TASK PROMPT: Extract all of the entries and give them again, word for word.

Some records
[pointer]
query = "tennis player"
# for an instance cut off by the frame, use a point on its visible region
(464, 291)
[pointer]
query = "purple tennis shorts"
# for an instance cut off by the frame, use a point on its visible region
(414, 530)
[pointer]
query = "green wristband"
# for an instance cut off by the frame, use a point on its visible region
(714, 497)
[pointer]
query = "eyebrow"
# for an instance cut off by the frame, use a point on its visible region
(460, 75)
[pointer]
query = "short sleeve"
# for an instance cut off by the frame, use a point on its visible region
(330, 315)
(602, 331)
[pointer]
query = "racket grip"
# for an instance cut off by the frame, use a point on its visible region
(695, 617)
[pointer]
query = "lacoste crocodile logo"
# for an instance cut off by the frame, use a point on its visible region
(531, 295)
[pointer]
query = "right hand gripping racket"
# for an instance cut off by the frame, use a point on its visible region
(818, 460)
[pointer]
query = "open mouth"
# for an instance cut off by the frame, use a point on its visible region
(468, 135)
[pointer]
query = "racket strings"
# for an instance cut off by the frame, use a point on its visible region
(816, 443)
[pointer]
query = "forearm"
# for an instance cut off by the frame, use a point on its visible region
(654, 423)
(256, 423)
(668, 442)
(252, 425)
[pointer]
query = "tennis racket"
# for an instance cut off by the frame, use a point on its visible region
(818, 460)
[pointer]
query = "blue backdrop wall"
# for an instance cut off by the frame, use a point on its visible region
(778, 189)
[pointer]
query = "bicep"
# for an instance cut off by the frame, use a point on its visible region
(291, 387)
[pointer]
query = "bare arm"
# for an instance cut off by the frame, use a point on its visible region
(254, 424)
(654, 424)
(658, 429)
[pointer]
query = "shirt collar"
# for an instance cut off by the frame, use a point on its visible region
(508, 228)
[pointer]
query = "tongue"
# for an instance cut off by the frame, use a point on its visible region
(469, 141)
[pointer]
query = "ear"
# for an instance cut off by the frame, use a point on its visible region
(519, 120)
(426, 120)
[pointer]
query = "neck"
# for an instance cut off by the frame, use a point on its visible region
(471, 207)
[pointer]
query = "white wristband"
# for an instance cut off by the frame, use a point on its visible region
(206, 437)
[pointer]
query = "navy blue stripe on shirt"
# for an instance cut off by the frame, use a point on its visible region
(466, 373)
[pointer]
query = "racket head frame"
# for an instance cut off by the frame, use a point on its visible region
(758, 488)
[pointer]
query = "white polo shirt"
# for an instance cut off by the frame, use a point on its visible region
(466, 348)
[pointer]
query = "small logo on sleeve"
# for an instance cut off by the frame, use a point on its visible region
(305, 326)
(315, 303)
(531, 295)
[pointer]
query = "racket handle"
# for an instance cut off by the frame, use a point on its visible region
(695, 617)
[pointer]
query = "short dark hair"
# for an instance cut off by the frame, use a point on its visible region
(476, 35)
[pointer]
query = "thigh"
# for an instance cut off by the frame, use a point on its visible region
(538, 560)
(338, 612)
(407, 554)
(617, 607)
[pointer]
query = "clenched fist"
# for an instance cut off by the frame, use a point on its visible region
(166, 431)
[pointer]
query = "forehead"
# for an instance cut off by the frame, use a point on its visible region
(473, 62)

SOLUTION TO THIS PROBLEM:
[pointer]
query = "tennis player"
# for an instance cut off by the frame, use a point on its visible region
(464, 291)
[pointer]
query = "purple tennis shorts"
# for an instance cut off by the frame, use a point on its visible region
(414, 530)
[pointer]
query = "green wristband"
# for an instance cut off by the frame, use a point on its visible region
(714, 497)
[pointer]
query = "eyebrow"
# for an instance cut off by the frame, use a point on its visible region
(460, 75)
[pointer]
query = "short sleeve"
# for an instance cut off by the frame, use a point on its visible region
(330, 315)
(602, 331)
[pointer]
query = "racket grip"
# for an instance cut off by the frame, use a point on its visible region
(695, 617)
[pointer]
query = "lacoste crocodile logo"
# for an instance cut off by the frame, use a point on its visible region
(531, 295)
[pointer]
query = "right hand gripping racket"
# for an instance cut off by the frame, use a point on its visible region
(818, 460)
[pointer]
query = "open mouth"
# for an instance cut off by the frame, use a point on its visible region
(468, 135)
[pointer]
query = "racket strings"
# for an instance cut off by the frame, use a point on its visible region
(816, 443)
[pointer]
query = "forearm"
# for an instance cut off by the frame, use a point on its visible region
(654, 423)
(256, 423)
(668, 442)
(252, 425)
[pointer]
query = "tennis racket"
# for an instance cut off by the frame, use a point on its visible region
(818, 460)
[pointer]
query = "blue backdrop wall"
# for an instance cut off by the frame, use a point on its visible region
(778, 189)
[pointer]
query = "bicep"
# for an instance cut off by the frame, use a point on its visible region
(291, 387)
[pointer]
query = "bare arm"
# for an instance cut off by the frame, use a point on its visible region
(254, 424)
(654, 424)
(658, 429)
[pointer]
query = "shirt collar"
# for an instance cut off by the frame, use a point on its visible region
(508, 228)
[pointer]
query = "tongue"
# for an instance cut off by the frame, use a point on its visible region
(469, 141)
[pointer]
query = "ear"
# for an instance cut off by the frame, use a point on its visible region
(519, 120)
(426, 120)
[pointer]
query = "neck"
# for an instance cut off by the frame, use a point on its visible region
(471, 207)
[pointer]
query = "white wristband"
# for an instance cut off by the frame, use a point on its visible region
(206, 437)
[pointer]
query = "navy blue stripe on shirt"
# for an instance cut off by the frame, use a point on its visible region
(466, 373)
[pointer]
query = "racket head frame"
# for an instance cut off by the frame, use a point on its visible region
(758, 488)
[pointer]
query = "white polo shirt"
# for an instance cut off by the frame, use a point on its visible region
(466, 348)
[pointer]
query = "small logo on sleeve"
# for an instance cut off by the frame, use a point on its visible region
(305, 326)
(315, 303)
(531, 295)
[pointer]
query = "racket handle"
# for an instance cut off by the frame, use a point on its visible region
(695, 617)
[pointer]
query = "short dark hair"
# for an instance cut off by the frame, use a point on its visible region
(476, 35)
[pointer]
query = "thigh"
# for an instance cut off by the frame, use a point on its visible region
(538, 560)
(338, 612)
(407, 554)
(617, 607)
[pointer]
query = "clenched fist"
# for an instance cut off by the frame, use a point on its visible region
(166, 431)
[pointer]
query = "forehead"
# for an instance cut off by the frame, use a point on its visible region
(473, 62)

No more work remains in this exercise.